> Input records
....
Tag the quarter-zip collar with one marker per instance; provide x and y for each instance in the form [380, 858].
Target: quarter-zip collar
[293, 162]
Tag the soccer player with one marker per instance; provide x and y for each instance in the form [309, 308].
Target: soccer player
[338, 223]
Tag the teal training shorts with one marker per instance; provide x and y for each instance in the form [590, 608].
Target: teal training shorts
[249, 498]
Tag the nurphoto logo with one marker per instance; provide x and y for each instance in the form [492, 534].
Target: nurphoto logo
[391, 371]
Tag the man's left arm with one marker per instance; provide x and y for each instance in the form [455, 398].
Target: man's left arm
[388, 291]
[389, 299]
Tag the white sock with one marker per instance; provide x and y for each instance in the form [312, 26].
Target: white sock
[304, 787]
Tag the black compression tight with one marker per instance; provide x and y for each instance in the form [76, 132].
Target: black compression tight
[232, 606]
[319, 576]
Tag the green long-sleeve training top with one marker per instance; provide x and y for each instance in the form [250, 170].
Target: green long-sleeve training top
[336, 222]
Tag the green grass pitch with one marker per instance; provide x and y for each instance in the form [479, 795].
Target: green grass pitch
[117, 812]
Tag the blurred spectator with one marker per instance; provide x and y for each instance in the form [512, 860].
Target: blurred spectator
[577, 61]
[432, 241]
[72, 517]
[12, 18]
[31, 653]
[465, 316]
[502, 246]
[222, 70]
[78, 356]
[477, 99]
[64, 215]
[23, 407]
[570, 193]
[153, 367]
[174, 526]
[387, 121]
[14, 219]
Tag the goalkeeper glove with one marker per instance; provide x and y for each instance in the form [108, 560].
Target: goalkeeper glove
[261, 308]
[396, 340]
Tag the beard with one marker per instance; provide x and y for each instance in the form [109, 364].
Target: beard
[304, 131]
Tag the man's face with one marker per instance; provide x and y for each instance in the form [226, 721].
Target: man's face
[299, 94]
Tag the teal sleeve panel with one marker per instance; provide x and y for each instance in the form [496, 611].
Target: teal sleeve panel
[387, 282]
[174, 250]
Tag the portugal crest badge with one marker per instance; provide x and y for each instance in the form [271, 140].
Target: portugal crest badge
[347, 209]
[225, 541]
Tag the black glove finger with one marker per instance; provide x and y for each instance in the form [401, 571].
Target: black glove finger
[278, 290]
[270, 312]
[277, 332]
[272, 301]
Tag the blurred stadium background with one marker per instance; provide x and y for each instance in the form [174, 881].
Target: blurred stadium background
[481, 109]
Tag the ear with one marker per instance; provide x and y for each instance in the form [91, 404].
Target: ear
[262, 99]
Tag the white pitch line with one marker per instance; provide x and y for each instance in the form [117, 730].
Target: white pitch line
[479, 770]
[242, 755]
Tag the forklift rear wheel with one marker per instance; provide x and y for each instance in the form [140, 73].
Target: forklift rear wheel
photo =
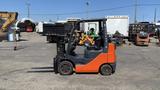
[106, 70]
[65, 68]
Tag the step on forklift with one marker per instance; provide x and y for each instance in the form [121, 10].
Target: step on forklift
[99, 57]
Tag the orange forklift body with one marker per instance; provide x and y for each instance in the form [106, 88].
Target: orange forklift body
[103, 58]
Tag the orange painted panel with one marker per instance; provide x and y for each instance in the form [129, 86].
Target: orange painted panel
[93, 66]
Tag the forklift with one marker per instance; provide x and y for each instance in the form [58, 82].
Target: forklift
[99, 57]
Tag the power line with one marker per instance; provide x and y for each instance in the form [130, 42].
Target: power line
[93, 11]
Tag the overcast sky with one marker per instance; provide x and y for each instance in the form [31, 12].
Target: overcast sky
[44, 10]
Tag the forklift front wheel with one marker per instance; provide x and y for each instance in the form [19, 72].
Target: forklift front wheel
[65, 68]
[106, 70]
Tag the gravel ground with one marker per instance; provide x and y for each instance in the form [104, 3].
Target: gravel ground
[30, 68]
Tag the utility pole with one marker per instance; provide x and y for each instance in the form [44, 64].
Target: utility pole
[28, 8]
[87, 10]
[135, 13]
[155, 15]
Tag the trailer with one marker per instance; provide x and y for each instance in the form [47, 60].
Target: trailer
[114, 23]
[139, 33]
[118, 23]
[42, 26]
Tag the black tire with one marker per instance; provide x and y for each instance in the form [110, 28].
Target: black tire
[65, 68]
[106, 70]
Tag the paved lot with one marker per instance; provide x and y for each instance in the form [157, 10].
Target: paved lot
[30, 68]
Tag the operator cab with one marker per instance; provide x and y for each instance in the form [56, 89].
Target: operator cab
[91, 43]
[87, 51]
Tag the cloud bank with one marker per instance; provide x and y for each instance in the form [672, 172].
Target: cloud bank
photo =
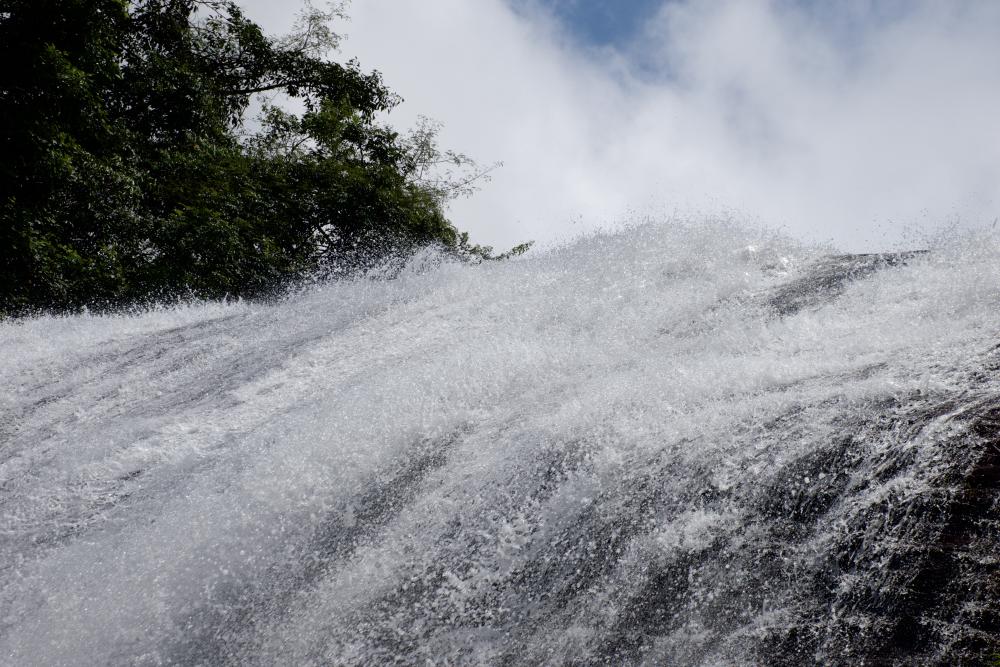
[851, 124]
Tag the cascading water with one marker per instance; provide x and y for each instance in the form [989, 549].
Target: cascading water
[681, 444]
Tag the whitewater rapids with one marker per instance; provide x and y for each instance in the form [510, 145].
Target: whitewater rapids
[682, 444]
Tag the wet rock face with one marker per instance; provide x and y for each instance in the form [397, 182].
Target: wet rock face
[749, 489]
[827, 279]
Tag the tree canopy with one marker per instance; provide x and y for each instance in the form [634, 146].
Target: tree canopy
[130, 173]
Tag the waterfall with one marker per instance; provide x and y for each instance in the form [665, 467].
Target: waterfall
[678, 444]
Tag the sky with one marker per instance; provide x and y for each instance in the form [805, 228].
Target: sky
[868, 124]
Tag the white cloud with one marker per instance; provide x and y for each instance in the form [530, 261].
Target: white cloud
[849, 124]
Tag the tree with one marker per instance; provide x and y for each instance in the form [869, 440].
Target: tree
[132, 176]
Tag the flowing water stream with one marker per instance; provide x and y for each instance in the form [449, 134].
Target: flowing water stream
[683, 444]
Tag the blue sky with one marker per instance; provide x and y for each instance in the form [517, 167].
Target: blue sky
[600, 22]
[854, 122]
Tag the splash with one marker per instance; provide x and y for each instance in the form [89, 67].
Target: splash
[690, 444]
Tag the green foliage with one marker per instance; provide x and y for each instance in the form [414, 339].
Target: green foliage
[129, 173]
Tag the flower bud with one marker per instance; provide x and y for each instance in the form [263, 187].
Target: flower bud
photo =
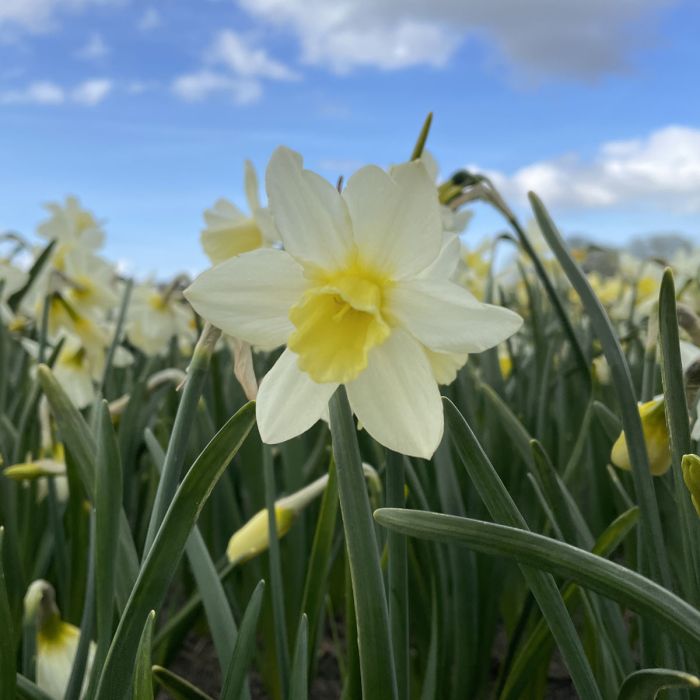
[656, 438]
[691, 475]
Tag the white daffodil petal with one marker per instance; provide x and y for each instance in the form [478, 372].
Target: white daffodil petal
[397, 399]
[308, 211]
[249, 296]
[447, 318]
[395, 218]
[289, 401]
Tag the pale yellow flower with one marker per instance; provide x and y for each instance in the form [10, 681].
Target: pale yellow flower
[352, 297]
[656, 437]
[230, 232]
[56, 641]
[155, 317]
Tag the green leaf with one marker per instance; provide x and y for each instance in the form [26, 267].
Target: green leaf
[319, 561]
[588, 570]
[179, 438]
[177, 687]
[647, 683]
[81, 444]
[679, 433]
[76, 681]
[160, 562]
[108, 503]
[371, 612]
[143, 678]
[298, 679]
[430, 676]
[397, 579]
[275, 566]
[502, 508]
[116, 337]
[27, 690]
[422, 137]
[7, 637]
[538, 644]
[608, 420]
[244, 650]
[216, 606]
[652, 534]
....
> Exercise details
Output only these lines, word for word: the line containing "Tag the green foliage" and every line after it through the last line of the data. Omit the pictures.

> The reply
Tag the green foliage with one marker per instance; provide x and y for each instance in the form [414, 339].
Target: green foliage
[129, 173]
Tag the flower bud with one marker per instance; provide x and y for each instance in the form [263, 187].
Target: flower bud
photo =
[656, 438]
[691, 475]
Tag the white daffodil petal with one marker per instance; provide x and y for each instance in the form [478, 372].
Target: white daffodil petal
[397, 399]
[308, 211]
[249, 296]
[447, 318]
[395, 218]
[289, 401]
Tag the pale yellow flower with one marker per instance; provide x and y for each instance in the form [10, 681].
Target: pale yellow flower
[352, 297]
[656, 437]
[230, 232]
[56, 641]
[155, 317]
Tag the green leaf with one marker per instance; provide x and y for each instance in the form [26, 267].
Target: green leaf
[319, 561]
[588, 570]
[179, 438]
[177, 687]
[647, 683]
[81, 444]
[679, 433]
[76, 681]
[160, 562]
[108, 503]
[371, 612]
[143, 678]
[298, 679]
[430, 676]
[397, 579]
[275, 566]
[502, 508]
[116, 337]
[27, 690]
[422, 137]
[7, 637]
[538, 644]
[608, 420]
[244, 650]
[216, 606]
[652, 534]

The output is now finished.